### [What the task requires]
Scale the records below, starting at the line containing "Objective — one dot per instance of the string" and ending at the final line of the records, by multiplying every point coordinate in the answers by 1.85 and rounding to whole numbers with halves rounded up. Reproduce only those lines, with their requests included and unchanged.
Start Records for the exercise
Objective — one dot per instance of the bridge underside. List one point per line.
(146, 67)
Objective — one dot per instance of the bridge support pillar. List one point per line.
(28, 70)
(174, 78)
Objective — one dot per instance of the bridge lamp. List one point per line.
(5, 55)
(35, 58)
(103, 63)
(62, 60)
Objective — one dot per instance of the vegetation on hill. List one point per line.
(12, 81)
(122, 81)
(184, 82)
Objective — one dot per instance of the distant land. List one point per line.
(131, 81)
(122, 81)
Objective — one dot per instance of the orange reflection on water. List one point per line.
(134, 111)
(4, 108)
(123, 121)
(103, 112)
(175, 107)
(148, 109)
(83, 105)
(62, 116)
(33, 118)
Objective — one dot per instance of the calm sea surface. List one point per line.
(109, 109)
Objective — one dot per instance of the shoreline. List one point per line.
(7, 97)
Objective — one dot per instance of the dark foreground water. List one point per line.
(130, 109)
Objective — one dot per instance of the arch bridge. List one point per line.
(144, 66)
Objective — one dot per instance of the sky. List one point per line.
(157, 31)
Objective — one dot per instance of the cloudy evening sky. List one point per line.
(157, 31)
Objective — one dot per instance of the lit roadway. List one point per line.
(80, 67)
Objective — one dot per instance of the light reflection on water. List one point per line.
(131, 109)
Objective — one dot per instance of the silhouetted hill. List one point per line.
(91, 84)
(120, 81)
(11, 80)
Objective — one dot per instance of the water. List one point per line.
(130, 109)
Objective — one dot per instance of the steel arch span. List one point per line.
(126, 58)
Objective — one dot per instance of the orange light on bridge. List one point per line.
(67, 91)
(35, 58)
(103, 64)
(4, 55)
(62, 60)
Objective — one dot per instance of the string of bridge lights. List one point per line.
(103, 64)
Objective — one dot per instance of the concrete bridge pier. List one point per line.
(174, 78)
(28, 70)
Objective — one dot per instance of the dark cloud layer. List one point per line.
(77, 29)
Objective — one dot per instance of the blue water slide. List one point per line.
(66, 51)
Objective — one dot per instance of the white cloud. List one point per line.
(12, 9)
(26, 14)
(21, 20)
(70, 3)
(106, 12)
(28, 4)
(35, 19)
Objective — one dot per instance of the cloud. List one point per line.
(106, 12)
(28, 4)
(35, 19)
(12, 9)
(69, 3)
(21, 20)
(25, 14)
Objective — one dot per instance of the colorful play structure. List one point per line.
End Records for the exercise
### [Written solution]
Objective — one dot per instance of the string of bridge lights. List one point per line.
(191, 118)
Objective — one dot per instance of the concrete bridge pier. List one point per line.
(322, 144)
(52, 130)
Objective — one dot per instance of the dark cloud layer. List one point per line.
(142, 54)
Objective — one dot per instance of the blue water slide. List one point per line.
(122, 94)
Objective — one dot per instance of the white cloud. List one point per line.
(22, 17)
(48, 26)
(39, 37)
(130, 6)
(196, 22)
(52, 7)
(65, 35)
Objective — one dot per instance of the cloud. List one point per line.
(196, 22)
(52, 7)
(65, 35)
(22, 17)
(128, 6)
(39, 37)
(46, 26)
Objective — one dot per instance of the colorful play structure. List one point per line.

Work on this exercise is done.